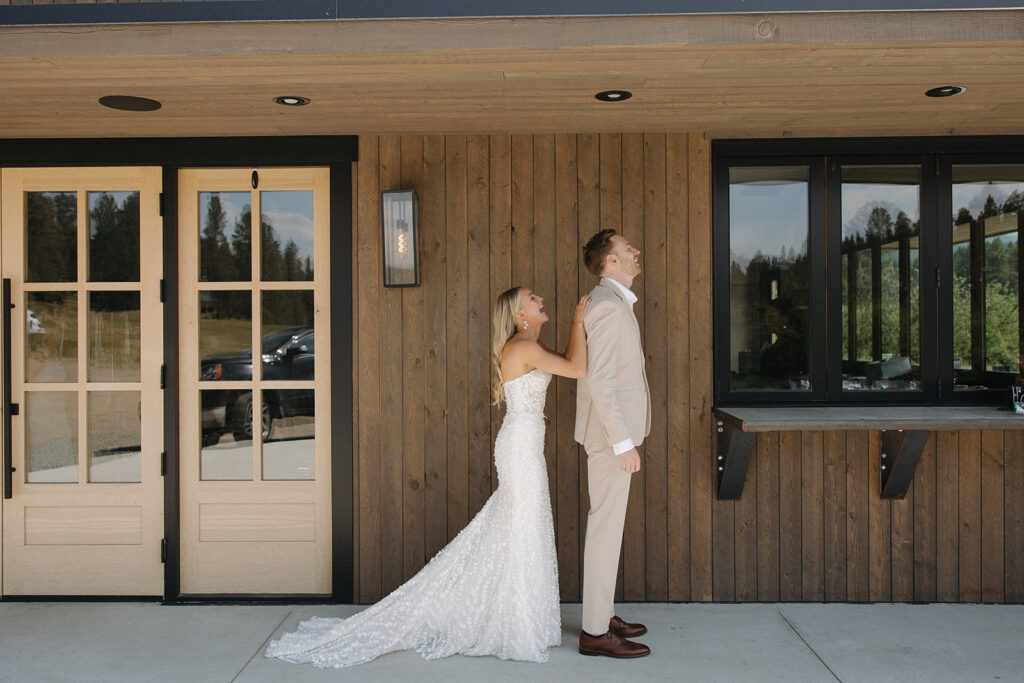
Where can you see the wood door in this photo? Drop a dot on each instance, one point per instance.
(82, 250)
(255, 436)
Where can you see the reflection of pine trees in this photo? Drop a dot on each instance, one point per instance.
(50, 248)
(224, 259)
(1000, 281)
(114, 249)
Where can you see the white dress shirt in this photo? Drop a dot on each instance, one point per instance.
(631, 299)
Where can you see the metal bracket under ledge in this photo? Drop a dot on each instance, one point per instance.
(900, 454)
(733, 455)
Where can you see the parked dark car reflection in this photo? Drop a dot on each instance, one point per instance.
(287, 354)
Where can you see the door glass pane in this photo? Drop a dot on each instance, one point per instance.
(769, 279)
(51, 237)
(288, 335)
(114, 225)
(51, 436)
(225, 335)
(115, 436)
(51, 337)
(227, 440)
(987, 214)
(115, 336)
(881, 278)
(225, 237)
(287, 236)
(289, 451)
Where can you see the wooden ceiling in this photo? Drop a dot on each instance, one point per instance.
(728, 76)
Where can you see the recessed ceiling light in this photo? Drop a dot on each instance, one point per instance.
(129, 103)
(613, 95)
(946, 91)
(292, 100)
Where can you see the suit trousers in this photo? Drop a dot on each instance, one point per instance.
(609, 493)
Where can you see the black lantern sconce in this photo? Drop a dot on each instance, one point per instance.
(401, 262)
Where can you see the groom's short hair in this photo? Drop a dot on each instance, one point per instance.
(596, 249)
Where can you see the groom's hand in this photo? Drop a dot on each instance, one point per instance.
(630, 461)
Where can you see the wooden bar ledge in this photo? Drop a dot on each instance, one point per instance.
(904, 432)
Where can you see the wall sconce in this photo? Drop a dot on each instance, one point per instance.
(401, 263)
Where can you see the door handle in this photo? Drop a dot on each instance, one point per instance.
(8, 408)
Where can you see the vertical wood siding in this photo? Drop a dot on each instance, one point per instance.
(500, 210)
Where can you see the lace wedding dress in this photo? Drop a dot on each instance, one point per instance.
(494, 590)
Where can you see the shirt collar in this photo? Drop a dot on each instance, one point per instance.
(628, 294)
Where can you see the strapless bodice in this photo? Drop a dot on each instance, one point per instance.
(527, 392)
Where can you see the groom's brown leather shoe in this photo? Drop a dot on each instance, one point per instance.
(611, 645)
(626, 630)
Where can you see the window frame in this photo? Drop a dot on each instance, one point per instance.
(825, 159)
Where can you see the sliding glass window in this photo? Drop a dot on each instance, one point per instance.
(859, 271)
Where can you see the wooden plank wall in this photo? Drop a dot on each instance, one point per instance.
(810, 526)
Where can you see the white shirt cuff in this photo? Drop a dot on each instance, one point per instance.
(623, 446)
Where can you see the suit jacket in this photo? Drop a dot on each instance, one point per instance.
(612, 400)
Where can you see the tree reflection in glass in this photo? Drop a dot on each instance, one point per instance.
(287, 233)
(223, 256)
(881, 278)
(768, 279)
(987, 215)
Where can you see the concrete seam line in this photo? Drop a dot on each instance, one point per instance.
(813, 651)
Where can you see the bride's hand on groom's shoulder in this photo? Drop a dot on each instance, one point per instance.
(630, 461)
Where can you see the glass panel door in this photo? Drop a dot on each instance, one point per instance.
(881, 275)
(255, 451)
(83, 251)
(987, 258)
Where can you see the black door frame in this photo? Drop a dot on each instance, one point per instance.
(171, 154)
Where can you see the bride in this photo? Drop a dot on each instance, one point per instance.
(494, 590)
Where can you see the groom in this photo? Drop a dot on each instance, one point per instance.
(612, 419)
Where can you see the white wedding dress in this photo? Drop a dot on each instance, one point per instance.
(494, 590)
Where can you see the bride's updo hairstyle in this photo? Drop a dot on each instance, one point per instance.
(503, 326)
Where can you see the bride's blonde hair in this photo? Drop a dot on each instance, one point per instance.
(503, 328)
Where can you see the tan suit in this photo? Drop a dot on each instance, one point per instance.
(612, 404)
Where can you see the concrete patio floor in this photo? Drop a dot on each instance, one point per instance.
(137, 641)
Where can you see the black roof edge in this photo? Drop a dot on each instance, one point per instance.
(320, 10)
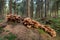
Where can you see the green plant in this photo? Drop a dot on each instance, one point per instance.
(10, 36)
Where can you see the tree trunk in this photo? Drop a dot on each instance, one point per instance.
(10, 6)
(31, 10)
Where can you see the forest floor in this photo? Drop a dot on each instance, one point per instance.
(21, 32)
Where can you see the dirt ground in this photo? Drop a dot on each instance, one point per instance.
(23, 33)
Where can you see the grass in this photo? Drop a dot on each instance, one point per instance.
(10, 36)
(41, 31)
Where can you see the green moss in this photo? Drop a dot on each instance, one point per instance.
(41, 31)
(10, 36)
◇ ◇ ◇ ◇ ◇ ◇ ◇
**Your assignment:**
Take every record and copy it word for word, dropping the pictures.

**Exercise answer:**
Where can you see the wood door in this photo? Drop a dot on each instance, one point per instance.
(82, 250)
(255, 436)
Where can you see the reflection of pine trees in this photo? Drop a dot on each instance, one point per instance.
(50, 248)
(224, 259)
(1000, 281)
(114, 249)
Where can you see the white dress shirt in this photo? Drop a dot on each instance, one point per instance.
(631, 299)
Where can you see the metal bracket under ledge in this photo? Drop a dot on each instance, one point per instance.
(900, 454)
(733, 455)
Where can you see the parked dark car reflection in this photo? Drop a dot on each instance, one point per instance.
(287, 354)
Where can you see the door glass pane in this photo? Drop a dot on each instance, one point per instance.
(769, 279)
(51, 237)
(288, 335)
(114, 225)
(51, 436)
(225, 335)
(115, 436)
(51, 337)
(227, 440)
(987, 214)
(115, 336)
(881, 278)
(225, 237)
(287, 236)
(289, 451)
Where can you see the wooden ceiling in this photo? Drop a dot on each instance, one point per instance.
(728, 76)
Where can you see the recessed ceiling light in this photo? Drop a dot on each instance, one point per instance.
(129, 103)
(613, 95)
(946, 91)
(292, 100)
Where can you see the suit trousers in this photo? Drop a dot on each instance, one point per instance.
(609, 493)
Where can you see the black lantern sconce in this photo? Drop a dot on each instance, one point per instance.
(401, 262)
Where can you see the groom's short hair in this photo? Drop a dot on each instance, one point per instance.
(596, 249)
Where can you see the groom's hand in this photo? Drop a dot on each instance, one point per instance.
(630, 461)
Where can you see the wooden bar ledge in this photo? Drop a dot on each instance, one point per instance.
(904, 432)
Where can you see the wall sconce in this photo? Drop a dot on each instance, one point per instance.
(401, 263)
Where can you see the door handle in this photo? Drop a dot on each instance, one point per instance.
(8, 408)
Where can you see the vertical wood siding in this photo? Drop a dot on each instance, one point per instance.
(500, 210)
Where can you see the lace wedding dress in this photo? Drop a dot on each instance, one point per instance.
(494, 590)
Where can you see the shirt collar in this photo? Drop a dot on each instance, one point per instance.
(628, 294)
Where can you see the strapless bodice in this photo? Drop a dot on each instance, one point per instance.
(527, 392)
Where can you see the groom's brown leather shoe in this photo? Drop a dot on each instance, one point per instance.
(611, 645)
(626, 630)
Where can you see the window frame in this photo? Drop a dot on each instance, one point per instance.
(825, 159)
Where can you see the sliding glass window in this photo? Drop a dot on each instance, one point per instance.
(859, 271)
Where can you see the wooden plank wall in this photo? Drop a dot on each instance, one point per instance.
(810, 526)
Where can you see the white shirt cuff in this photo? Drop a dot on each instance, one point per instance.
(623, 446)
Where can you see the suit jacket in this photo? Drop a dot on each instance, one point per instance.
(612, 400)
Where can you see the tree reflection in glass in this photo? Drop a dot on each instance, one point per instance.
(287, 233)
(223, 256)
(881, 278)
(768, 279)
(987, 215)
Where can you see the concrete seam line in this photo? Drop a dot on each instance, one point per instance.
(813, 651)
Where can you see the bride's hand on groom's shoulder in this photo? Drop a dot on each instance, one point per instance.
(630, 461)
Where can you see the glass panel door in this photo? Drop a dot on each instance, one point per instance.
(881, 275)
(255, 451)
(83, 251)
(987, 258)
Where can you see the black door frame in this photo? Drop a dot on each instance, one point per instance.
(171, 154)
Where can you see the bride in this photo? Drop a dot on each instance, one point per instance.
(494, 590)
Where can you see the groom in this photo? Drop a dot on each instance, one point per instance.
(612, 419)
Where can you see the white wedding dress in this photo? Drop a dot on each instance, one point per instance.
(494, 590)
Where can you see the bride's updo hairstyle in this photo? Drop a dot on each instance, one point per instance.
(503, 326)
Where can you see the bride's blonde hair in this photo? Drop a dot on each instance, one point per instance.
(503, 328)
Where can you see the tan suit in this photo? Drop a dot on each instance, one point per instance.
(612, 404)
Where can you see the concrete patio floor in this photo? Drop a dot on each instance, one point per instance.
(137, 641)
Where can you see the black roof edge in this photo? Drop a dot on each instance, one point per instance.
(320, 10)
Where can you see the green plant in this photo? Drop a dot on each instance, one point per instance.
(10, 36)
Where can you see the tree trunk in this photo? Drop a dot on each instance, one point per instance.
(10, 6)
(31, 10)
Where can you see the forest floor in this photo? Drop a dot on each instance, one point per instance.
(21, 32)
Where can you see the dirt ground in this photo? Drop a dot on each instance, one point per instance.
(23, 33)
Where can you see the grass in this photo? Drop a dot on each instance, one point per instance.
(10, 36)
(41, 31)
Where can you see the green moss in this photo? Drop a dot on each instance, one point per instance.
(41, 31)
(10, 36)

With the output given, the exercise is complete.